§ Exercise objective: Transcribe the market commentary from "With oil falling" up to and including "to some extent.".

§ Text segment:
--------------------

The day started off with more concerns about the coronavirus, and while we know this will pass just as other market scares from SARS, Ebola, etc., passed, the number of cases and confirmed deaths has risen and that could impact the economy in the short-term, even if it doesn't get much worse because people may not be as willing to travel knowing there are now some risks. We saw that in Transportation stocks recently, and the price of oil, although there was a strong positive reversal in the Transportation Index yesterday after a 3 and a half day sell-off.
With oil falling again, and bond yields still dropping, we could be seeing an early warning sign of an economic slowdown, but it may be too early to say with both trying to rebound off the lows yesterday. Even if it is just a knee-jerk reaction to the coronavirus, any drop off in travel could impact the global economy to some extent.
The 10-year yield will get some big attention if it falls below 1.5% (15.0 on the chart) again, although in the short-term, watch that 1.7% area. The stock market will not be all that happy about sub 1.5% rates, and a move below 1.7% might set the table for a test of that prior low.

--------------------

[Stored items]

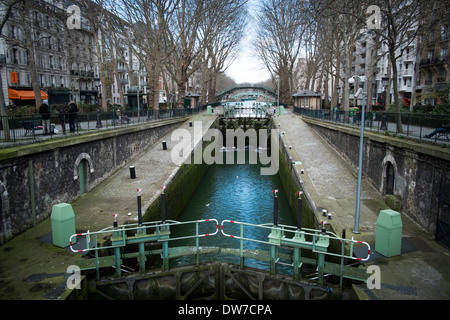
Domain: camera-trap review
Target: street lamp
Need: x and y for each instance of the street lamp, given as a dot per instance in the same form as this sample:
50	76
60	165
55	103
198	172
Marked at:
362	79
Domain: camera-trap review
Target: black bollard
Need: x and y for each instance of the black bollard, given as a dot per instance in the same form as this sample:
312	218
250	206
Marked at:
383	121
133	172
163	207
99	120
299	211
275	208
115	221
139	211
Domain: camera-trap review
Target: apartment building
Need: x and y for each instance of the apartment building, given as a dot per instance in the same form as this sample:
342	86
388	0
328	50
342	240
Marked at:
433	58
66	61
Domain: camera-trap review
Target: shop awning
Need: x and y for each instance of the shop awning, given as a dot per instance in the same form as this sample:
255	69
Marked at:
24	94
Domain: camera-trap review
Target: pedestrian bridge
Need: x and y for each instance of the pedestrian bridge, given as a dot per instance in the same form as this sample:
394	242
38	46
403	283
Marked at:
248	109
247	92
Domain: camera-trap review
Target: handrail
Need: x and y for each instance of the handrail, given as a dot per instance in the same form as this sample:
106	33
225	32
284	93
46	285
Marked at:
123	229
316	234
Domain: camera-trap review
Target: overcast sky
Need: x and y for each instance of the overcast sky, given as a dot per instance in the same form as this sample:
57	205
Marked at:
247	67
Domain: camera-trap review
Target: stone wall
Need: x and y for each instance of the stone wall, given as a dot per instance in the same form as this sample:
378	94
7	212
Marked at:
35	177
420	170
210	281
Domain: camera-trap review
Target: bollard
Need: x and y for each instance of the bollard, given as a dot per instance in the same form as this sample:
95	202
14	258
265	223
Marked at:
132	172
115	221
275	208
383	121
139	210
324	229
299	210
99	120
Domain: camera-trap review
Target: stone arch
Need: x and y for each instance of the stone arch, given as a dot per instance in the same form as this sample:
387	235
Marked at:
82	156
5	223
389	164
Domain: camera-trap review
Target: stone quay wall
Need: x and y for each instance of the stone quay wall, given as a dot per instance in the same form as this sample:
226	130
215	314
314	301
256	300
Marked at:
35	177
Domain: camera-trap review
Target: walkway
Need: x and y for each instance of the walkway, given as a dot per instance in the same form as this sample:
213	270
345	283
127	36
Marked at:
32	268
420	272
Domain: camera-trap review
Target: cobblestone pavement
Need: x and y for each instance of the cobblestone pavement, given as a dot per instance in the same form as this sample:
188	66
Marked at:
118	194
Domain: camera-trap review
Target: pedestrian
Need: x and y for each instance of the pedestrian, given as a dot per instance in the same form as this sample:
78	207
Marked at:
73	114
443	129
62	119
44	110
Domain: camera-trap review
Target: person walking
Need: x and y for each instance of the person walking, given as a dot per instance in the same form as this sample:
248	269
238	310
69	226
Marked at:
62	119
44	111
73	114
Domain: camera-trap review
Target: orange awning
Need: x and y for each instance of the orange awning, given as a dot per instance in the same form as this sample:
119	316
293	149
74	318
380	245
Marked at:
24	94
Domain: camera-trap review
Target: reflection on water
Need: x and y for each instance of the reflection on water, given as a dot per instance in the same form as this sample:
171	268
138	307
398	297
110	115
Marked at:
233	192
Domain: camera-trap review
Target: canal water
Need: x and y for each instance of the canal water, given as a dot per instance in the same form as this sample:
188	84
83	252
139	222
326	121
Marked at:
235	192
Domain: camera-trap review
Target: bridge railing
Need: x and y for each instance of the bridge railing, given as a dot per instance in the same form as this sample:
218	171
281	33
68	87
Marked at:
412	124
316	241
124	235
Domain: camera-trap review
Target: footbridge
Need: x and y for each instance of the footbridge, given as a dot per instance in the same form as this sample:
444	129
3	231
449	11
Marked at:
247	92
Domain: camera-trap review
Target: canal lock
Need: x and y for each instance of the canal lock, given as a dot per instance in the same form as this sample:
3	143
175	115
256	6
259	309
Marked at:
185	200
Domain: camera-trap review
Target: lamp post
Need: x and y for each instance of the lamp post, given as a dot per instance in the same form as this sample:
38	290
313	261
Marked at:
385	83
361	144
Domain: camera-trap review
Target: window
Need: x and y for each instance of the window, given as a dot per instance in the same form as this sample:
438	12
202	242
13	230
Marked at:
444	53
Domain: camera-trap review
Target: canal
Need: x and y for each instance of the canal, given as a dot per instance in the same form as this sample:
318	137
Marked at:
235	192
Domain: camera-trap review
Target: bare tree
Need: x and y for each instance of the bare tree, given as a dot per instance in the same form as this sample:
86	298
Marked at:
94	12
279	40
223	27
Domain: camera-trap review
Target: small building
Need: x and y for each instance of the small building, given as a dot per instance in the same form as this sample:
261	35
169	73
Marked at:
191	99
307	99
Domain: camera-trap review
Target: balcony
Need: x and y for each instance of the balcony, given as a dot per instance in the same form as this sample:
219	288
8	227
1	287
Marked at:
434	61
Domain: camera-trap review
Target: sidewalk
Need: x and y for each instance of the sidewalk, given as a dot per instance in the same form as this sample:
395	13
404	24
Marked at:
420	273
32	268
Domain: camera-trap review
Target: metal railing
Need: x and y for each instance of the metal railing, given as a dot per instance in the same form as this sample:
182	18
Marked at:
123	235
29	127
316	241
413	125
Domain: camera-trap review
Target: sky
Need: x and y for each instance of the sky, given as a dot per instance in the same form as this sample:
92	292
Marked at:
247	67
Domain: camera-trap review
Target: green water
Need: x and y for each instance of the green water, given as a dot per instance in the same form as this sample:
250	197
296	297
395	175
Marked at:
235	192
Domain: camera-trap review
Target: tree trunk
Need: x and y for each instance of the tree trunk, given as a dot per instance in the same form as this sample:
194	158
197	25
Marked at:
35	83
101	71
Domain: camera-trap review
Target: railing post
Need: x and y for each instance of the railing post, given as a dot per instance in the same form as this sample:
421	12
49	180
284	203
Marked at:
116	234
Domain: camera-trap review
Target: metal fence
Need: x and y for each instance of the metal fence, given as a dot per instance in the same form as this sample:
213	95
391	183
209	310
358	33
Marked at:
22	128
413	125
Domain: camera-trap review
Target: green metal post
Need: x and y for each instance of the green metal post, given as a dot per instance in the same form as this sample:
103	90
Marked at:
273	259
197	258
296	263
320	267
241	250
117	261
97	265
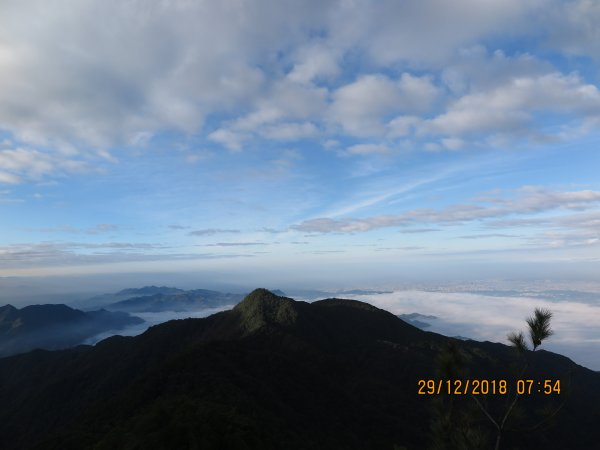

--------------------

§ Response:
With oil falling again, and bond yields still dropping, we could be seeing an early warning sign of an economic slowdown, but it may be too early to say with both trying to rebound off the lows yesterday. Even if it is just a knee-jerk reaction to the coronavirus, any drop off in travel could impact the global economy to some extent.